═══ Исходный текст ═══

03.03.2022

Польская литература онлайн №9 / Испепеленный гневом

Известность и признание Тадеушу Боровскому принесли два небольших сборника рассказов — «Прощание с Марией» и «Каменный мир». Проза Боровского — одна из самых незабываемых и мучительных книг XX века. И в общем не удивительно, что она заслонила, оставив в тени, его стихи; к тому же большинство их, написанных в подполье и в лагерях смерти, не уцелело. Между тем, Тадеуш Боровский начинал как поэт и умер поэтом. Нобелевский лауреат Чеслав Милош вспоминал, как в 1942 году двадцатилетний студент подпольного Варшавского университета передал ему, уже признанному поэту, свой тоненький сборник, кое-как отпечатанный на гектографе: «Когда я, с трудом отлепив пальцы от клейкой обложки, заглянул внутрь, я сразу же убедился, что имею дело с подлинным поэтом. Но чтение его не было занятием радостным». Что ж, подлинное не всегда радует, скорее наоборот.

Тадеуш Боровский родился в 1922 году в Житомире, и детство на разоренной войнами Украине было нерадостным. Родителей сослали на Крайний Север, и лишь через десять лет отец с двумя сыновьями, ютившимися у дальних родичей, а годами позже — мать выбрались в Польшу. Родители, фабричный рабочий и швея, устроили сына в варшавскую гимназию, но кончать ее пришлось подпольно — польские школы были запрещены. Дом сгорел при бомбежке, семья разбрелась, и Тадеуш, поступив в подпольный университет, изучал полонистику и работал кладовщиком на складе стройматериалов, где и жил. Варшава не располагала к уюту, и у него на складе собирались друзья и сокурсники, спорили, читали стихи, свои и чужие, но больше свои, дружили, влюблялись — словом, брали от своей нищей и оскорбленной молодости, что могли. В отличие от большинства сверстников Боровский тогда не мечтал об оружии и партизанских рейдах, смысл сопротивления он видел в сохранении культурных и духовных ценностей, и в передышках между работой читал, думал и писал стихи. У себя в сторожке он отпечатал на гектографе, который прятал там же, под дощатым топчаном, свой первый сборник «Везде, где земля».

Сорок третий год стал для Варшавы годом массовых облав и казней. И случилась беда. Внезапно и бесследно исчезла невеста Тадеуша. Он бросился на поиски и на одной из конспиративных квартир попал в засаду. Так начался для него лагерный путь по кругам ада. Круг первый — Биркенау — остался в его памяти как самый страшный. А летом сорок четвертого, когда линия фронта подошла к Висле, уцелевших узников, заметая следы, стали успешно переправлять в глубь Германии. В августе Боровского уже из Освенцима этапируют в Дахау. Домой он вернулся лишь год спустя после освобождения — полгода провел в американском лагере для перемещения лиц на окраинах Мюнхена и еще полгода проработал в мюнхенском отделе польского Красного Креста. Там он и написал свои первые рассказы.

Проза Боровского вызвала бурные отклики, в том числе и возмущенные. Он писал не о героях и не о палачах. С палачами все было ясно — они представляли интерес для трибуналов или психиатров, а не для него. Он писал о результатах их методичной целенаправленной работы.

═══ Данные ═══

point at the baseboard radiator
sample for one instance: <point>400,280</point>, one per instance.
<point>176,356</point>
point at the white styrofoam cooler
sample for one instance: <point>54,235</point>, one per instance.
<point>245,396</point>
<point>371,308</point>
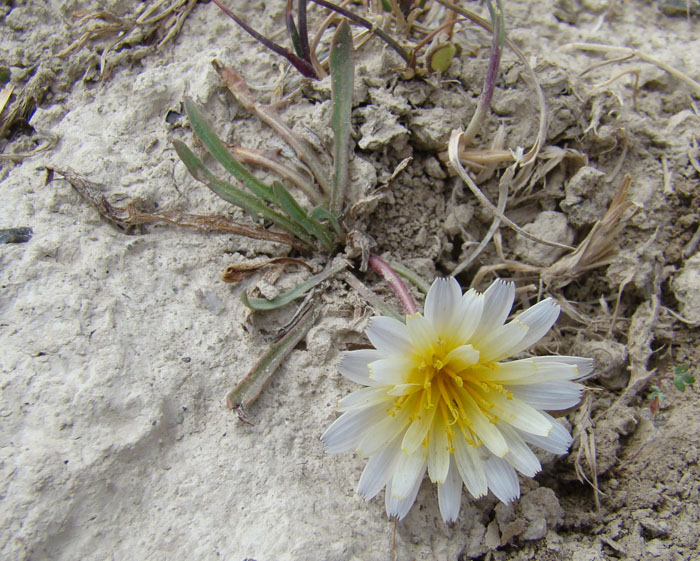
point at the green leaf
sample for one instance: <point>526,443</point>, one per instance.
<point>262,304</point>
<point>440,58</point>
<point>292,30</point>
<point>235,196</point>
<point>678,382</point>
<point>218,149</point>
<point>248,389</point>
<point>342,75</point>
<point>287,203</point>
<point>319,213</point>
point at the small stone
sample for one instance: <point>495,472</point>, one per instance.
<point>551,226</point>
<point>381,128</point>
<point>492,539</point>
<point>686,288</point>
<point>434,169</point>
<point>587,197</point>
<point>457,219</point>
<point>610,361</point>
<point>431,128</point>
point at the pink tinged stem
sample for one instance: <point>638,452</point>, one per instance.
<point>395,282</point>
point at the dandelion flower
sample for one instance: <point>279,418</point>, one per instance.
<point>438,397</point>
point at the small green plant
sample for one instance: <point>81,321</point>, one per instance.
<point>319,230</point>
<point>681,378</point>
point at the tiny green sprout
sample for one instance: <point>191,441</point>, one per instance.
<point>681,377</point>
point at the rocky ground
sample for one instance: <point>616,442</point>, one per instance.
<point>119,347</point>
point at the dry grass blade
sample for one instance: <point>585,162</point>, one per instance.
<point>260,158</point>
<point>249,388</point>
<point>587,447</point>
<point>375,301</point>
<point>51,141</point>
<point>529,158</point>
<point>236,272</point>
<point>639,339</point>
<point>598,248</point>
<point>237,86</point>
<point>453,151</point>
<point>502,200</point>
<point>627,53</point>
<point>128,216</point>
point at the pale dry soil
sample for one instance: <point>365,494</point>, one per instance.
<point>117,349</point>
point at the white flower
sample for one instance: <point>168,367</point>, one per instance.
<point>438,397</point>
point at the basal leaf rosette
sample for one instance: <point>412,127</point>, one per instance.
<point>439,396</point>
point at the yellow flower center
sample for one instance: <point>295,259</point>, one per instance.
<point>451,388</point>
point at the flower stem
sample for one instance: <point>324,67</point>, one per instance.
<point>395,282</point>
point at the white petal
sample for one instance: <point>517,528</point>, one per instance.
<point>438,451</point>
<point>467,318</point>
<point>462,357</point>
<point>519,454</point>
<point>348,429</point>
<point>354,365</point>
<point>391,371</point>
<point>558,441</point>
<point>365,397</point>
<point>584,365</point>
<point>383,432</point>
<point>551,396</point>
<point>519,413</point>
<point>539,318</point>
<point>409,469</point>
<point>442,302</point>
<point>379,469</point>
<point>484,429</point>
<point>404,389</point>
<point>450,494</point>
<point>389,336</point>
<point>501,342</point>
<point>471,467</point>
<point>398,508</point>
<point>498,300</point>
<point>418,430</point>
<point>502,479</point>
<point>529,371</point>
<point>422,333</point>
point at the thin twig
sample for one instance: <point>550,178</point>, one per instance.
<point>395,282</point>
<point>453,151</point>
<point>627,52</point>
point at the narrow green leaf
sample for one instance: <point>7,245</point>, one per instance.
<point>262,304</point>
<point>440,58</point>
<point>289,205</point>
<point>292,29</point>
<point>218,149</point>
<point>411,275</point>
<point>319,213</point>
<point>248,389</point>
<point>680,385</point>
<point>235,196</point>
<point>342,74</point>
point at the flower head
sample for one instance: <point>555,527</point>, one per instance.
<point>438,397</point>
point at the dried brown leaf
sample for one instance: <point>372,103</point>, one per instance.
<point>238,271</point>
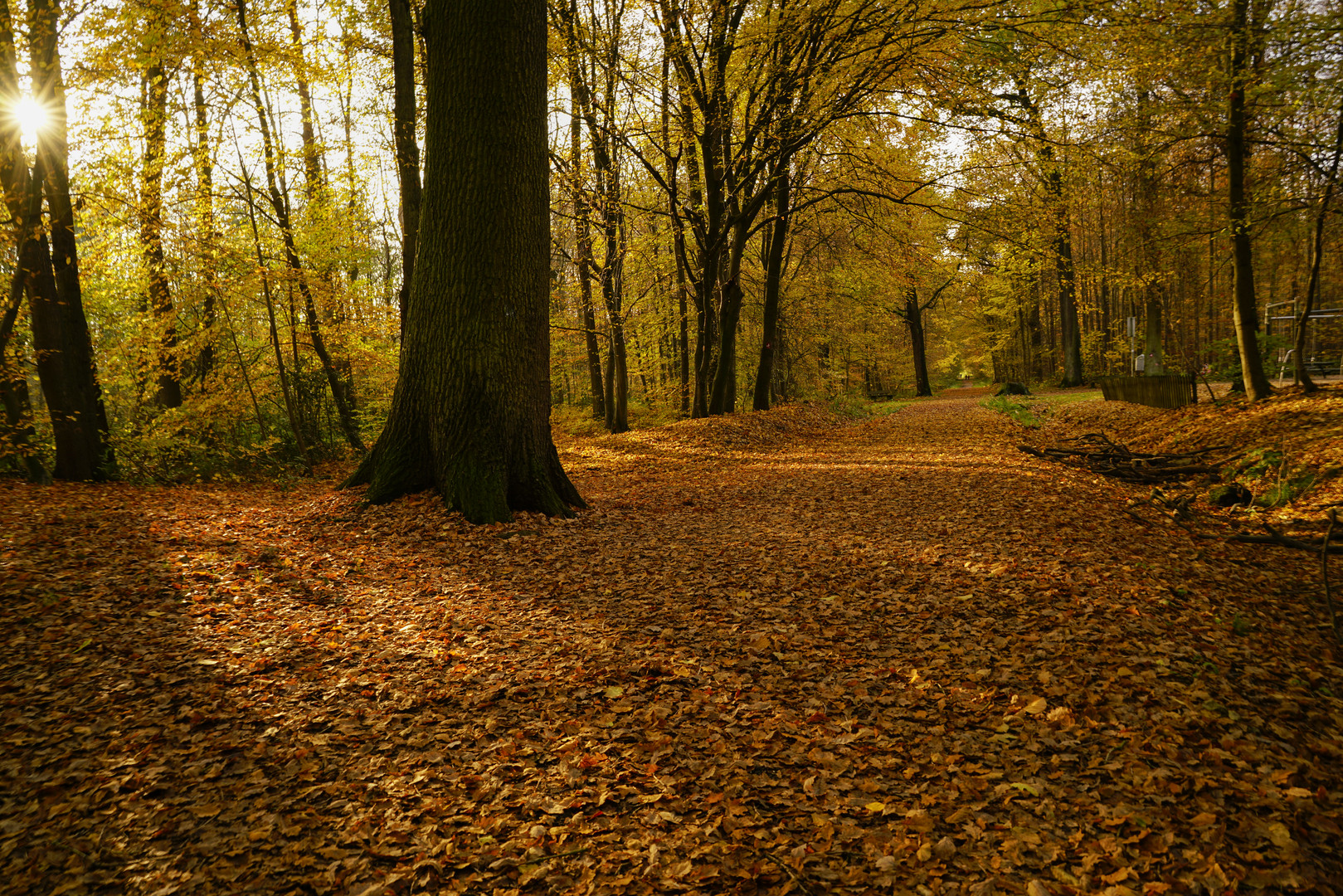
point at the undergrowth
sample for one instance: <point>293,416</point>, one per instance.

═══

Задания:
1. Перечислите все сборники Боровского, названия которых приводятся в статье о Тадеуше Боровском.
2. Где и в каком году, согласно статье о Тадеуше Боровском, он родился?
3. Выпишите из статьи о Тадеуше Боровском фрагмент от «Сорок третий год» до «свои первые рассказы.».

Разбор ответов:
1. «Прощание с Марией», «Каменный мир», «Везде, где земля».

2. В Житомире, в 1922 году.

3.
Сорок третий год стал для Варшавы годом массовых облав и казней. И случилась беда. Внезапно и бесследно исчезла невеста Тадеуша. Он бросился на поиски и на одной из конспиративных квартир попал в засаду. Так начался для него лагерный путь по кругам ада. Круг первый — Биркенау — остался в его памяти как самый страшный. А летом сорок четвертого, когда линия фронта подошла к Висле, уцелевших узников, заметая следы, стали успешно переправлять в глубь Германии. В августе Боровского уже из Освенцима этапируют в Дахау. Домой он вернулся лишь год спустя после освобождения — полгода провел в американском лагере для перемещения лиц на окраинах Мюнхена и еще полгода проработал в мюнхенском отделе польского Красного Креста. Там он и написал свои первые рассказы.